Source data
** START **

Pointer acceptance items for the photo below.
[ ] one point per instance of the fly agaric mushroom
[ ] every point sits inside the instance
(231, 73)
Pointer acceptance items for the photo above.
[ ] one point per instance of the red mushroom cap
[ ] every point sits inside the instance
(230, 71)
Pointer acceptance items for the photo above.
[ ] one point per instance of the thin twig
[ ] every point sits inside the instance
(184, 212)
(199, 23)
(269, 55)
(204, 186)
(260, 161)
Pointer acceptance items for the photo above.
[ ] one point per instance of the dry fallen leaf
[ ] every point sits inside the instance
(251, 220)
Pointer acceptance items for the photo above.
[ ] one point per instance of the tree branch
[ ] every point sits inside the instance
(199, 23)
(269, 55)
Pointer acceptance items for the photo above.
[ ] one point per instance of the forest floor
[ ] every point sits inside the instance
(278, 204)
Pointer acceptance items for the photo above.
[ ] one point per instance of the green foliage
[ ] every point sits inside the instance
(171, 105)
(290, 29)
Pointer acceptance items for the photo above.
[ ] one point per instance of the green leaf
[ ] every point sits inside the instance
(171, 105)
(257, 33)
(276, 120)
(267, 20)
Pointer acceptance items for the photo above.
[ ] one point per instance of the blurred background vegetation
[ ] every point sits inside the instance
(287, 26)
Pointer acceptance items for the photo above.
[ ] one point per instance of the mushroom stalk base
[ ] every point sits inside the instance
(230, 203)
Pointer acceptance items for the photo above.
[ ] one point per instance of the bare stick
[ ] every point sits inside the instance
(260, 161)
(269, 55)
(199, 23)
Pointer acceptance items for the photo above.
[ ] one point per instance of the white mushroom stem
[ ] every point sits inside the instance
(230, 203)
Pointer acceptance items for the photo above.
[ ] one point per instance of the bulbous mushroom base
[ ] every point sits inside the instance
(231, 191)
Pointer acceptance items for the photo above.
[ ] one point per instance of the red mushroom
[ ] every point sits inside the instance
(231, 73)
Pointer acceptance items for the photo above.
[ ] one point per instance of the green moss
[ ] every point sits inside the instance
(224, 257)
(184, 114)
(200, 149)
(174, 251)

** END **

■ **Stated goal**
How many lines in the items above contain the string "leaf"? Case matters, and the reply should be the number alone.

■ **Final result**
2